# START OF Dataset rows

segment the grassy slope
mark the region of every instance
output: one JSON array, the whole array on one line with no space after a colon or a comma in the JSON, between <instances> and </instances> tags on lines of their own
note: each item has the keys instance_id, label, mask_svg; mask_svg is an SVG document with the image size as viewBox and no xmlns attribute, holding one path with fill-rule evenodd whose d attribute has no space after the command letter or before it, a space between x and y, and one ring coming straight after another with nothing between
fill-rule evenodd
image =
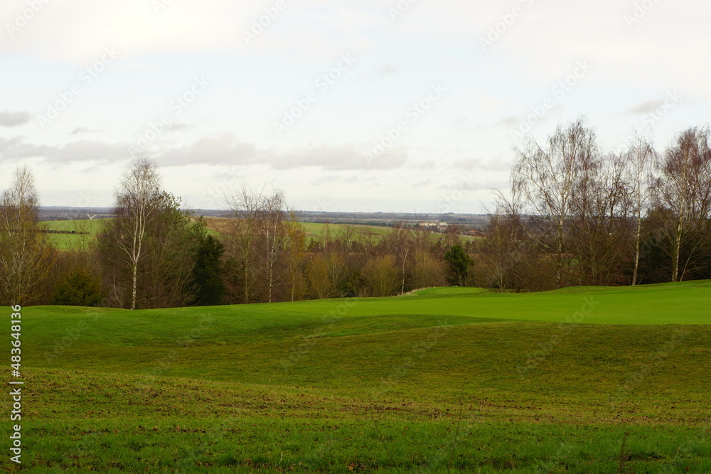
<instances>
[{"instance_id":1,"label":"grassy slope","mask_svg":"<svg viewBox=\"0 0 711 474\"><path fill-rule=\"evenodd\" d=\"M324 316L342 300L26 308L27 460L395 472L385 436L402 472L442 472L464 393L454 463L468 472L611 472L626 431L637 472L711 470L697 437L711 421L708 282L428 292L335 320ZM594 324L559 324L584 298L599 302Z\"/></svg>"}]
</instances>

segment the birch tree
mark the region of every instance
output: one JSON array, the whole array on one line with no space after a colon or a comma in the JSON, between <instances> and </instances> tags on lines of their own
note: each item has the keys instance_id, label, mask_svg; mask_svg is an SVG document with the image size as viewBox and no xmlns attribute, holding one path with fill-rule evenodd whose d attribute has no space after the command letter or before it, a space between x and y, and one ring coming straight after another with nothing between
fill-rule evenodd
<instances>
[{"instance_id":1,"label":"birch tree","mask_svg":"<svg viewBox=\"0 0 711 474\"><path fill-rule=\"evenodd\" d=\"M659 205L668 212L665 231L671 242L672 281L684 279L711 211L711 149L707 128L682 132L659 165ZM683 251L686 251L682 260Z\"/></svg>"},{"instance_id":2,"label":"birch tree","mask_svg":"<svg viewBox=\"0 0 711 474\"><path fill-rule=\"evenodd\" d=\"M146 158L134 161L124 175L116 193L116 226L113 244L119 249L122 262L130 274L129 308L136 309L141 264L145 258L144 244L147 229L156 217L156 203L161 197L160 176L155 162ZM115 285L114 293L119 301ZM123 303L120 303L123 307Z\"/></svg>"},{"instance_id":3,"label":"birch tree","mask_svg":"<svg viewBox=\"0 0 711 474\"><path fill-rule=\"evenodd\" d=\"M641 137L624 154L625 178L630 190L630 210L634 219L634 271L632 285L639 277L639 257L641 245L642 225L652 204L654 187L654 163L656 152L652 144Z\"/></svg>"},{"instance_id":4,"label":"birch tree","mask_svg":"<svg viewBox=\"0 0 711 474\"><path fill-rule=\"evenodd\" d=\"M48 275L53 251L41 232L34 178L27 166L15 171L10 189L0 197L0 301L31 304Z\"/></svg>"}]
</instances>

# END OF Dataset rows

Stated task
Convert the data from the line containing "segment the birch tree" down to the last line, inclusive, into a JSON list of strings with one string per line and blank lines omitted.

Response to the exercise
[
  "segment the birch tree",
  "mark the region of every instance",
  "output: one JSON array, the whole array on one line with no space after a colon or a comma in the JSON, between <instances> and </instances> tags on lines of their own",
  "note: each item has the keys instance_id, label, mask_svg; mask_svg is an SVG document with the image size as viewBox and no xmlns attribute, holding one path with fill-rule evenodd whose d attribute has no space after the command letter or before it, a space between x and y, and one ring coming straight after another with nothing between",
  "fill-rule evenodd",
  "<instances>",
  "[{\"instance_id\":1,\"label\":\"birch tree\",\"mask_svg\":\"<svg viewBox=\\\"0 0 711 474\\\"><path fill-rule=\\\"evenodd\\\" d=\\\"M659 205L668 212L665 231L671 242L672 281L684 279L711 211L711 149L707 128L682 132L659 165ZM683 251L686 251L682 260Z\\\"/></svg>\"},{\"instance_id\":2,\"label\":\"birch tree\",\"mask_svg\":\"<svg viewBox=\\\"0 0 711 474\\\"><path fill-rule=\\\"evenodd\\\" d=\\\"M146 158L134 161L124 175L116 193L116 226L113 244L119 249L122 262L130 274L129 308L136 309L141 264L145 258L144 244L147 229L156 217L156 203L161 197L160 176L155 162ZM115 285L114 293L119 301ZM123 303L120 303L123 307Z\\\"/></svg>\"},{\"instance_id\":3,\"label\":\"birch tree\",\"mask_svg\":\"<svg viewBox=\\\"0 0 711 474\\\"><path fill-rule=\\\"evenodd\\\" d=\\\"M641 137L624 154L625 178L630 190L630 210L634 219L634 271L632 285L639 277L639 257L641 245L642 225L652 204L654 187L654 163L656 152L652 144Z\\\"/></svg>\"},{\"instance_id\":4,\"label\":\"birch tree\",\"mask_svg\":\"<svg viewBox=\\\"0 0 711 474\\\"><path fill-rule=\\\"evenodd\\\" d=\\\"M48 275L53 251L41 232L34 178L27 166L15 171L10 189L0 197L0 301L31 304Z\\\"/></svg>\"}]",
  "</instances>"
]